• [Extrait du texte]
+===+

Pages 14-30 | Published online: 14 Dec 2017
 

RÉSUMÉ

On distingue d’abord ici la subjectité de la subjectivité. La subjectité est proprioceptive : c’est avoir une certaine conscience de soi, donc être un sujet, pas un objet. La subjectivité est un attribut de la subjectité: c’est voir les choses de son propre point de vue. Le mécanicisme occidental moderne a dénié la qualité de sujet aux vivants non-humains, voire à certains humains. Au contraire, la mésologie (l’Umweltlehre d’Uexküll) pose que tout être vivant est un sujet, qui de ce fait a son propre monde. On creuse ici la question des degrés et des champs de cette subjectité, du vivant le plus primitif au « moi je » du sujet occidental moderne.

Plan: §1. Quelques mots du sujet; §2. Le paradigme mécanique; §3. Le tournant uexküllien; §4. Une science du de-soi-même-ainsi (shizengaku 自然学) ?; §5. Le vif du sujet; §6. Des concepts et, pourquoi pas, un autre paradigme ?

ABSTRACT

This paper distinguishes, first, subjecthood from subjectiveness. Subjecthood is self-perceptive: it means having a certain degree of self-consciousness, and thus being a subject, not an object. Modern Western mechanicism has denied other living beings, including some humans, the quality of subject. On the contrary, mesology (Uexküll’s Umweltlehre) poses that any living being is a subject, and for that reason possesses its/her/his own world. One delves here further into the question of the degrees and fields of this subjecthood, from the most primitive living entities to the ‘I’ of the modern Western subject.

Summary: §1. A few words about the subject; §2. The mechanical paradigm; §3. The Uexküllian turn; §4. A science of the self-so (shizengaku 自然学)?; §5. The gist of the subject; §6. A few concepts and, why not, another paradigm?

Disclosure statement

No potential conflict of interest was reported by the author.

Notes

1. En japonais, shutaisei主体性est littéralement « corps-principauté », et shukansei 主観性 « vue-principauté ». Ces mots sont des néologismes créés à l’époque meijienne pour traduire des notions européennes. Il est clair que le premier subsume le second, puisque, concrètement, il ne peut y avoir de vue sans un corps pour voir. L’abstraction (en particulier celle qui a déterminé la perspective dans la costruzione legittima, puis le « regard de nulle part » de la science moderne), c’est une autre affaire.

+===+

• [Enregistrements conservés]
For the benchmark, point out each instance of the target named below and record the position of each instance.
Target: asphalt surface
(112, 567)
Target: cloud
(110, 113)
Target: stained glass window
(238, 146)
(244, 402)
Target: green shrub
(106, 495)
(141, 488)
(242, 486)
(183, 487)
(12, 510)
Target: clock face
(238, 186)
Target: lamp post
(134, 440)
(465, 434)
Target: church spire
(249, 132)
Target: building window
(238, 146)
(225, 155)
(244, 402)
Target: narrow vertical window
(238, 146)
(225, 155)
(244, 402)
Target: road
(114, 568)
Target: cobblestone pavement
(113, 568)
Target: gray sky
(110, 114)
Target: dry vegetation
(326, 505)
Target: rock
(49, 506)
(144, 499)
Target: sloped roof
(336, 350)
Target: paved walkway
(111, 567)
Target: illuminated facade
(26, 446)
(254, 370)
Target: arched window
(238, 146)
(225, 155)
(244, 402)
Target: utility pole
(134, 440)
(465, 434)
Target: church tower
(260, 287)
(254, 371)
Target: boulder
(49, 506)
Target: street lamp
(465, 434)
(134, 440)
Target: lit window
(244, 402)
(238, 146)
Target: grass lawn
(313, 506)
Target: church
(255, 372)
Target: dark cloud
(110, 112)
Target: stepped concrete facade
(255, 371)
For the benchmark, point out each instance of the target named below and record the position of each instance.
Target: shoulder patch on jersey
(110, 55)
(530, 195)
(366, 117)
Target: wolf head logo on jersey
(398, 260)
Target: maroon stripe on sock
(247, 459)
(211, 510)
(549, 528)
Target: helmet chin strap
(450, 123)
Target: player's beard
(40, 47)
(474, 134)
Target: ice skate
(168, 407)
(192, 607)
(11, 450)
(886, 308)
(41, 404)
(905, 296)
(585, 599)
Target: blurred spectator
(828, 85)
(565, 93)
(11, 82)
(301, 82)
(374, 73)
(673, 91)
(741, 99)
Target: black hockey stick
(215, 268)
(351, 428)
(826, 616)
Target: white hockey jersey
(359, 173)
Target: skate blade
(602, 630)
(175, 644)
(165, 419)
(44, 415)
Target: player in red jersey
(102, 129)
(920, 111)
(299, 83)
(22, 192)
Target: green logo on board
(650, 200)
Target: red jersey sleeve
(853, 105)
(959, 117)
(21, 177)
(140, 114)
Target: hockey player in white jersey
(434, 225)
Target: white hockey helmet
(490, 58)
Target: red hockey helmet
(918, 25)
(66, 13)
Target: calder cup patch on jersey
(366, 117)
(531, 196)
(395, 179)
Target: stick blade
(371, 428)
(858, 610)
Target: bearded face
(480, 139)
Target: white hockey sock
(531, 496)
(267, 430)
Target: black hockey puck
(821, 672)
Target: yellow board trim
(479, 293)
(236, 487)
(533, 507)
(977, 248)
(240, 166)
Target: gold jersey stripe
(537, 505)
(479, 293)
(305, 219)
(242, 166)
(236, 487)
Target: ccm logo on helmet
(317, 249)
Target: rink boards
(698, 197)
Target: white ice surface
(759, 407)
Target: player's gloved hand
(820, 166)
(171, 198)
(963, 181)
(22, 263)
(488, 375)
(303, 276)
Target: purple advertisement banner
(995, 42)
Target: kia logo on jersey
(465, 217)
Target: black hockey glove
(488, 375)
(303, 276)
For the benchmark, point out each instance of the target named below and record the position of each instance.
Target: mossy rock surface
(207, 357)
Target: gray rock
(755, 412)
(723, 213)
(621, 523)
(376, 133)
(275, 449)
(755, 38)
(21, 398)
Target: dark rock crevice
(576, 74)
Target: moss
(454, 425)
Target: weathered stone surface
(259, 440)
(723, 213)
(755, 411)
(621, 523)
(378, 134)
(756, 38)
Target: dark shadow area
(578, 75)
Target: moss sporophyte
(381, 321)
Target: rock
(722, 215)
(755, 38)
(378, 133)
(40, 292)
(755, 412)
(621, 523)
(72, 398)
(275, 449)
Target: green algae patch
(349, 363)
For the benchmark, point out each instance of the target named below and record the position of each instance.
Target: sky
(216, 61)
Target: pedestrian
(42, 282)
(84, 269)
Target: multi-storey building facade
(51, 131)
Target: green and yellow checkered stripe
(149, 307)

+===+

• [Série de consignes]
1. Recopiez le passage de l'extrait sur la subjectité allant de "Plan: §1. Quelques" jusqu'à "modern Western subject." inclus, en substituant "modèle" à "paradigme".
2. D'après l'extrait sur la subjectité, que pose la mésologie au sujet de tout être vivant ?
Appuyez-vous uniquement sur l'extrait sur la subjectité.

• [Réponses par consigne]
1.
Plan: §1. Quelques mots du sujet; §2. Le modèle mécanique; §3. Le tournant uexküllien; §4. Une science du de-soi-même-ainsi (shizengaku 自然学) ?; §5. Le vif du sujet; §6. Des concepts et, pourquoi pas, un autre modèle ?

ABSTRACT

This paper distinguishes, first, subjecthood from subjectiveness. Subjecthood is self-perceptive: it means having a certain degree of self-consciousness, and thus being a subject, not an object. Modern Western mechanicism has denied other living beings, including some humans, the quality of subject. On the contrary, mesology (Uexküll’s Umweltlehre) poses that any living being is a subject, and for that reason possesses its/her/his own world. One delves here further into the question of the degrees and fields of this subjecthood, from the most primitive living entities to the ‘I’ of the modern Western subject.

2. Elle pose que tout être vivant est un sujet, qui de ce fait a son propre monde.